═══ Dataset content

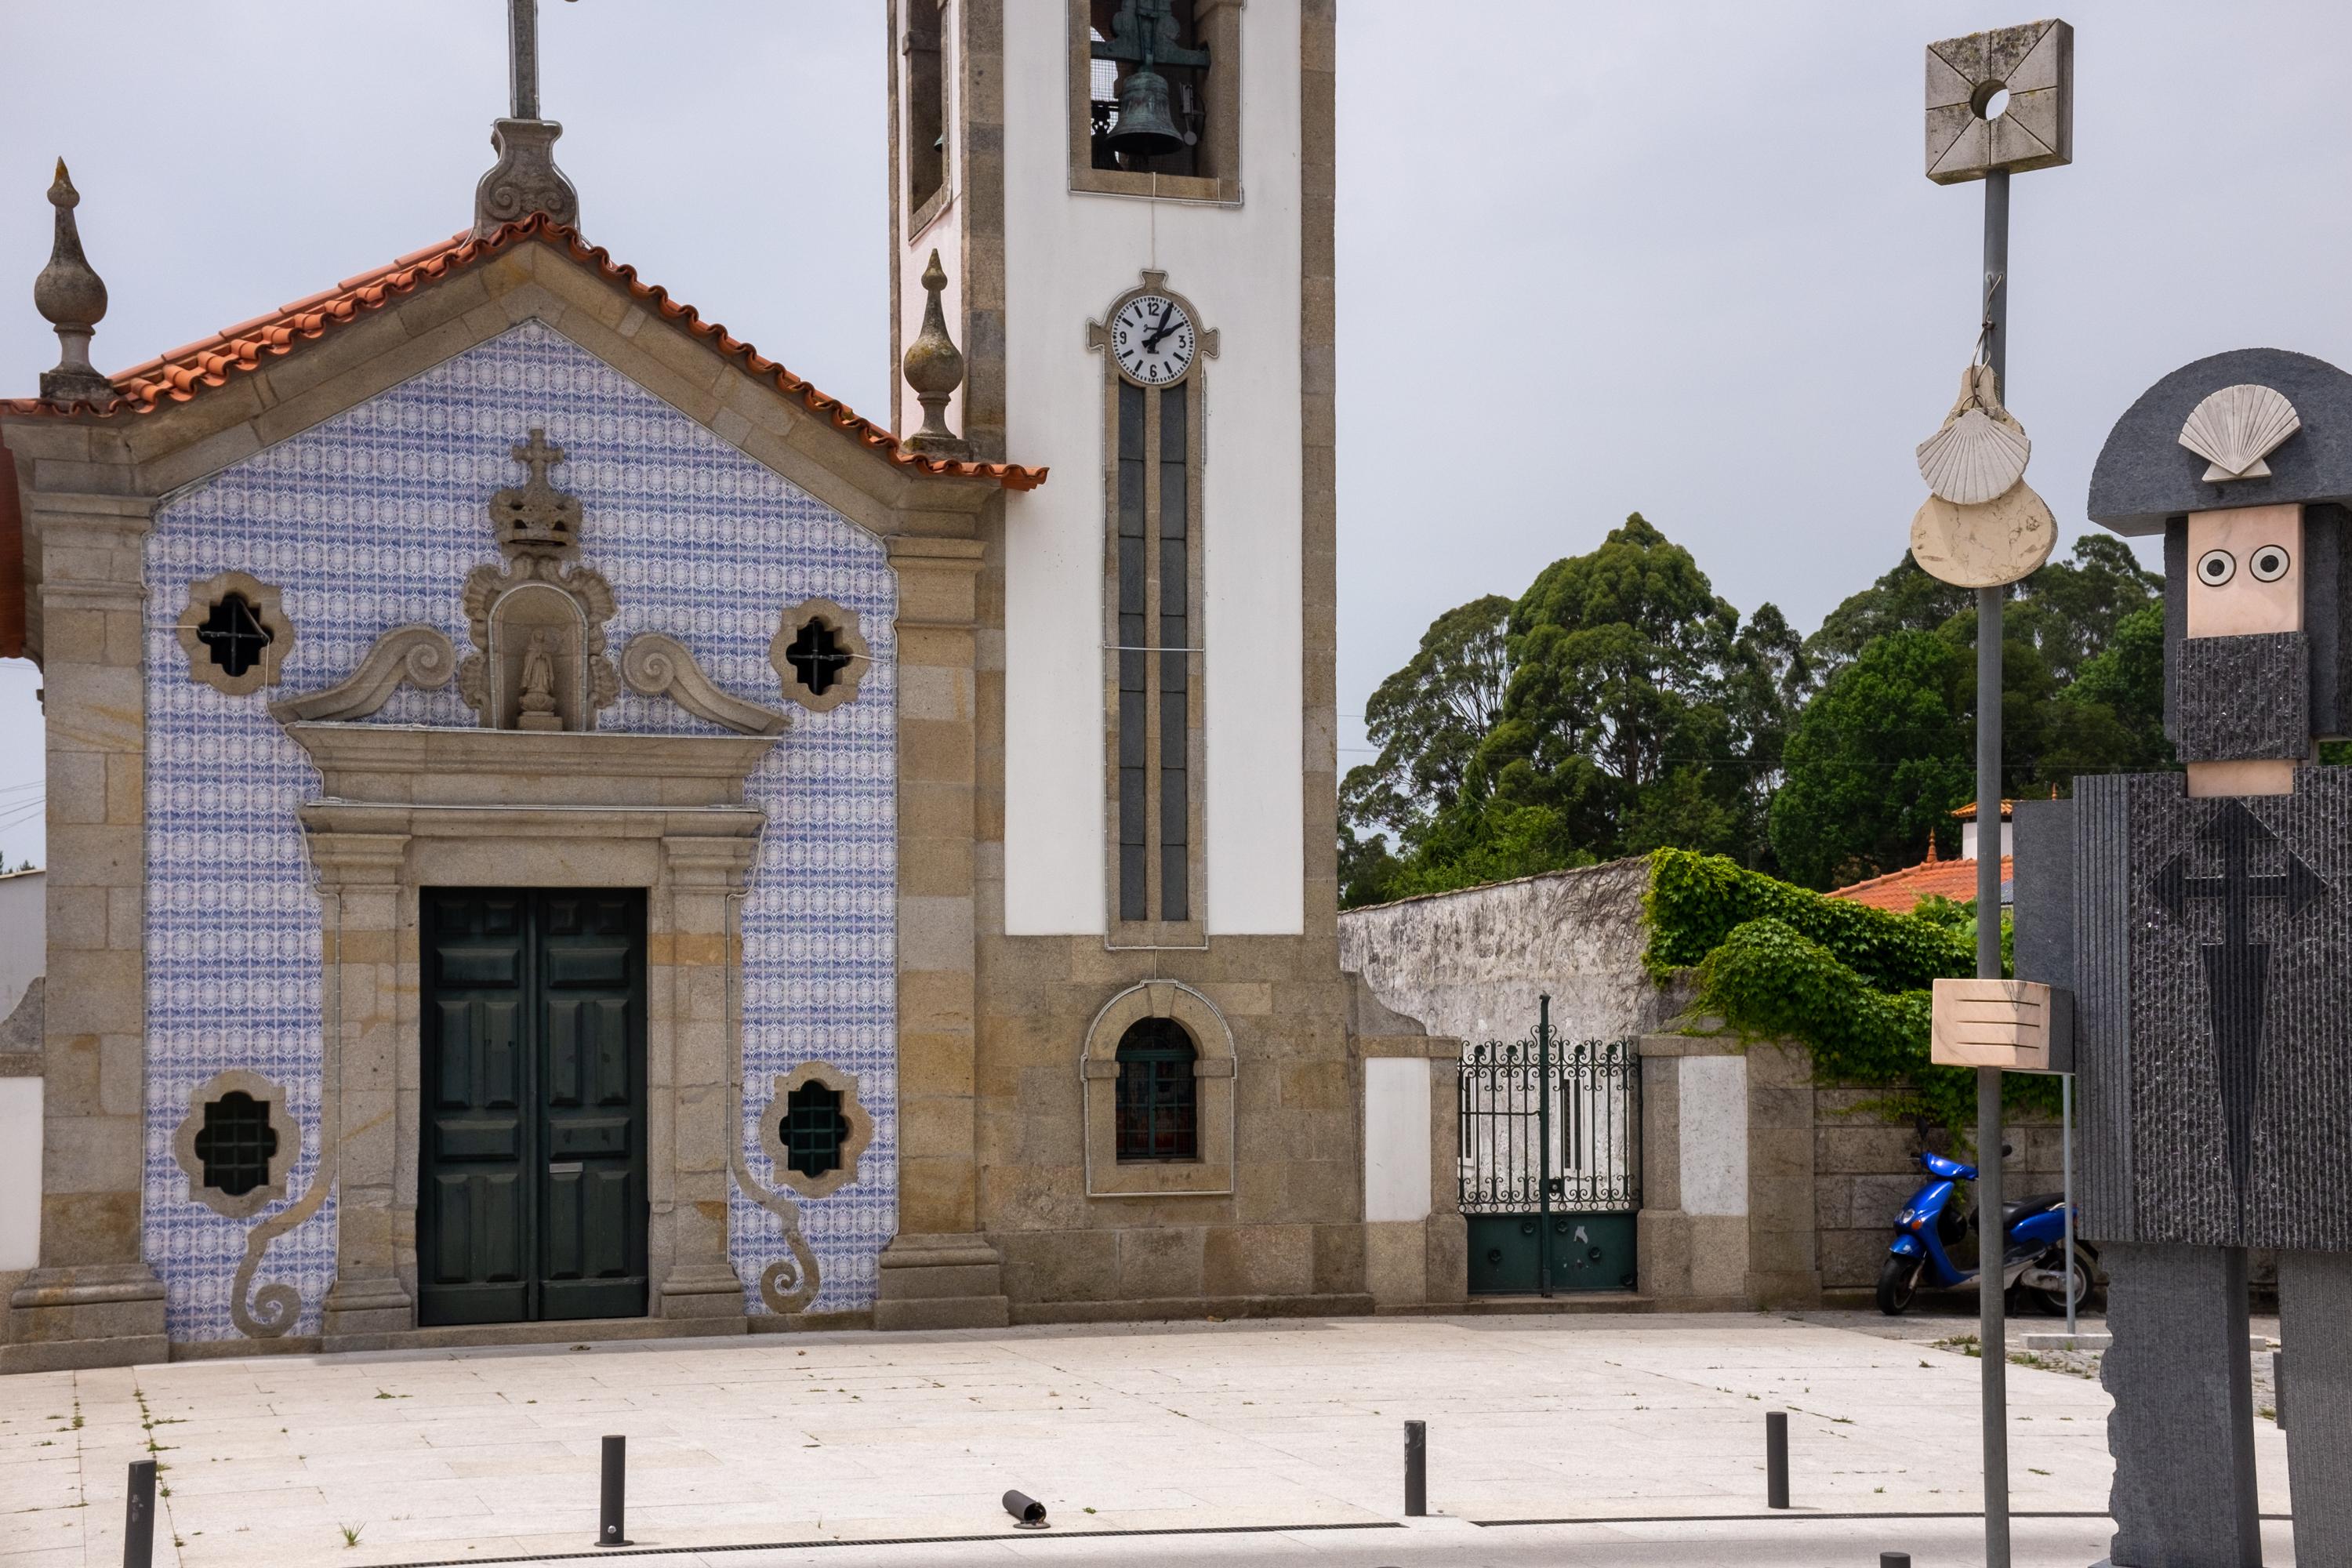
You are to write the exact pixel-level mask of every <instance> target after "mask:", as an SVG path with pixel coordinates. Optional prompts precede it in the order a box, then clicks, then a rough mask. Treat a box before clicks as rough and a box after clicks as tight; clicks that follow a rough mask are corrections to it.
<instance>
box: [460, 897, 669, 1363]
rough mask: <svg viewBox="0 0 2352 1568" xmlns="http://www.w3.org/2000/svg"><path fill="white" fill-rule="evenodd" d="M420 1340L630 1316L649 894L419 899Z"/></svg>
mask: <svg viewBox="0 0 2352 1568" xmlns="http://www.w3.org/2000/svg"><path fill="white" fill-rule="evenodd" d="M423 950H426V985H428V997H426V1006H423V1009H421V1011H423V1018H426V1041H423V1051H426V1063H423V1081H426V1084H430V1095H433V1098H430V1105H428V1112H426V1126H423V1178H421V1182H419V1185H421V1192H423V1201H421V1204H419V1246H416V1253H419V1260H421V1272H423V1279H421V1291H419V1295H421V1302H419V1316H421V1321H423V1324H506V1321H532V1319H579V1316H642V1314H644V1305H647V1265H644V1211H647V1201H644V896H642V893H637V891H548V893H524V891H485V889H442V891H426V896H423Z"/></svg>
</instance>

══════

What you need to do —
Reproduce the records above with "rough mask" swapped for "coarse mask" everywhere and nothing else altered. Omit the pictures from your answer.

Reply —
You are to write the exact pixel-level mask of every <instance> target after "mask:", as an SVG path with pixel coordinates. Optional prompts precede it in the order a box, then clicks, then a coarse mask. Treat a box before clicks as rough and a box after clicks as tight; clicks that follow a coarse mask are corrections to it.
<instance>
box: [460, 897, 669, 1363]
coarse mask: <svg viewBox="0 0 2352 1568" xmlns="http://www.w3.org/2000/svg"><path fill="white" fill-rule="evenodd" d="M420 1340L630 1316L649 894L419 899Z"/></svg>
mask: <svg viewBox="0 0 2352 1568" xmlns="http://www.w3.org/2000/svg"><path fill="white" fill-rule="evenodd" d="M423 950H426V985H428V997H426V1006H423V1009H421V1011H423V1018H426V1041H423V1051H426V1063H423V1081H426V1084H430V1095H433V1098H430V1105H428V1112H426V1126H423V1178H421V1182H419V1185H421V1192H423V1201H421V1204H419V1246H416V1253H419V1260H421V1272H423V1279H421V1291H419V1295H421V1302H419V1316H421V1321H423V1324H506V1321H532V1319H579V1316H642V1314H644V1305H647V1265H644V1211H647V1201H644V896H642V893H637V891H548V893H524V891H485V889H442V891H426V896H423Z"/></svg>
</instance>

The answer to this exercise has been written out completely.